►

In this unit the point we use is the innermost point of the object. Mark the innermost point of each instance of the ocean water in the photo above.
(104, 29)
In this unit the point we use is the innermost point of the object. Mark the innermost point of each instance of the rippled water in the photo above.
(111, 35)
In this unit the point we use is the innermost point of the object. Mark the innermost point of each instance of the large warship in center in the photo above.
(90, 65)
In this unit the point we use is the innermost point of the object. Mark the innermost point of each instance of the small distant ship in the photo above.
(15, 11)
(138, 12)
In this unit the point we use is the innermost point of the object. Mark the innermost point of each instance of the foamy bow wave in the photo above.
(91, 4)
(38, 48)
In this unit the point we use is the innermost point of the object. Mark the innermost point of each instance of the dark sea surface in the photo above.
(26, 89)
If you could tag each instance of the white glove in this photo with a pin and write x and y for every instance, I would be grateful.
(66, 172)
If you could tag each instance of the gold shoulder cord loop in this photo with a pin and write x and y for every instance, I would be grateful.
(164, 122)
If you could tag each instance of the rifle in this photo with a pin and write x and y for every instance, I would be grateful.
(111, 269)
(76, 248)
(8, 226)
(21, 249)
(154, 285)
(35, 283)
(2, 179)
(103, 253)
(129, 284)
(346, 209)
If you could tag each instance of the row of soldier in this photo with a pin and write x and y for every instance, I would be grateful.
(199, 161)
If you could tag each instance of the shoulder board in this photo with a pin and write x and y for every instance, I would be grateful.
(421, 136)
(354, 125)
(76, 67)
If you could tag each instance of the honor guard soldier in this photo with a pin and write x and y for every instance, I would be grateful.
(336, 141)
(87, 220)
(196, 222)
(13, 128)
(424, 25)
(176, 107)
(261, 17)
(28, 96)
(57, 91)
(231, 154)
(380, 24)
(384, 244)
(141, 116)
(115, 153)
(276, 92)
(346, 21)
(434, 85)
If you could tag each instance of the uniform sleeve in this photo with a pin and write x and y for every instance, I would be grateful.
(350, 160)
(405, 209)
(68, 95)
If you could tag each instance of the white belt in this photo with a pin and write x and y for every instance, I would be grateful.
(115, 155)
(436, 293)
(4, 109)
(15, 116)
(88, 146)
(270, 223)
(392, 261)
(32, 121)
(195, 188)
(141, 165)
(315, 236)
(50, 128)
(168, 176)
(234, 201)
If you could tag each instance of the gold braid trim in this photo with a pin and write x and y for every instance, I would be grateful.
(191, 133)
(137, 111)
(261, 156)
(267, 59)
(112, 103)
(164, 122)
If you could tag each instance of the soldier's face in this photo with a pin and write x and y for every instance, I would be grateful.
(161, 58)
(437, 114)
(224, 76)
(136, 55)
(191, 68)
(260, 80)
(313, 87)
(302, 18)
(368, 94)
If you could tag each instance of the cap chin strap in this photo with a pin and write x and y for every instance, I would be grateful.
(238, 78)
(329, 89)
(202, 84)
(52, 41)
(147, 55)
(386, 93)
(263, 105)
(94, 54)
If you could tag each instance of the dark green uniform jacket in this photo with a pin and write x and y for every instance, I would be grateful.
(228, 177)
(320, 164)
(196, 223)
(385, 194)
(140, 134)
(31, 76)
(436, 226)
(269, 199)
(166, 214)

◄

**Objective**: Copy every entry above word for word, in the same order.

**Task answer**:
In this unit the point we use is the innermost point of the object. Mark the innermost point of each instance of the ocean water in the photo above.
(104, 29)
In this unit the point we use is the innermost point of the object. Mark the innermost point of each instance of the rippled water in the photo above.
(111, 35)
In this unit the point we use is the innermost point of the object. Mark the innermost point of each instance of the large warship in center in the photo above.
(90, 65)
In this unit the point we use is the innermost point of the object. Mark the innermost point of each instance of the small distant ship in the photo above.
(15, 11)
(138, 12)
In this unit the point we use is the innermost point of the object. Mark the innermost point of each instance of the foamy bow wave in the photo above.
(91, 4)
(38, 48)
In this unit the point we use is the innermost point of the object. Mark the innermost point of each instance of the dark sea surface in the photo above.
(26, 89)
If you could tag each instance of the white glove in this photo with a pin and write x and y for every instance, I would be grateful.
(66, 172)
If you could tag each instance of the gold shoulder cord loop in this photo with a pin and write x and y for every instance, I would be grateful.
(164, 122)
If you could tag each instance of the rifle in this photo with a pin and write x and y for every instance, I would be grateful.
(111, 269)
(76, 248)
(8, 226)
(21, 249)
(154, 285)
(35, 283)
(2, 179)
(103, 253)
(129, 284)
(346, 209)
If you could tag each instance of the row of soldier in this photo with a pin and write x and y for every instance, I would be grateful.
(199, 161)
If you could tag each instance of the shoulder board in this photo with a pin and write x and y for every instance, I would be grateful.
(421, 136)
(354, 125)
(76, 67)
If you could tag each instance of the honor guard soldier in this photo with a pin and write x and y for every instance, I would be grateful.
(336, 141)
(87, 220)
(196, 222)
(13, 128)
(424, 25)
(176, 107)
(261, 17)
(28, 96)
(57, 91)
(231, 154)
(380, 24)
(384, 244)
(141, 116)
(115, 153)
(276, 92)
(346, 21)
(434, 85)
If you could tag each instance of the uniform sleeve in this photo with a pin and write x and y for every instance, I would be grateful.
(350, 160)
(405, 209)
(68, 95)
If you could tag each instance of the white belt in this photo with a pin and write x and y for every instance, I would be grateful.
(115, 155)
(436, 293)
(4, 109)
(15, 116)
(88, 146)
(270, 223)
(392, 261)
(32, 121)
(195, 188)
(141, 165)
(315, 236)
(50, 128)
(168, 176)
(234, 201)
If you could tag each instance of the gold braid trim in this photo with a pin and write x and y for every instance, I would be grateful.
(191, 133)
(137, 111)
(261, 156)
(267, 59)
(112, 103)
(164, 122)
If you could tag each instance of the soldier's face in this photo with a pin and write x and y for every instance, I would be grateful.
(161, 58)
(437, 114)
(224, 76)
(136, 55)
(191, 68)
(260, 80)
(313, 87)
(302, 18)
(368, 94)
If you could tag each instance of the cap chin strap in this photo with a pin and write x and y for every instance, I would be grateful.
(238, 78)
(329, 89)
(202, 84)
(52, 41)
(147, 55)
(386, 93)
(263, 105)
(94, 54)
If you could tag each instance of the dark green uniform jacket in this photo with a pin and write x and y for every instance, I would be grateful.
(228, 177)
(320, 164)
(196, 223)
(385, 194)
(140, 134)
(31, 76)
(436, 226)
(269, 199)
(166, 214)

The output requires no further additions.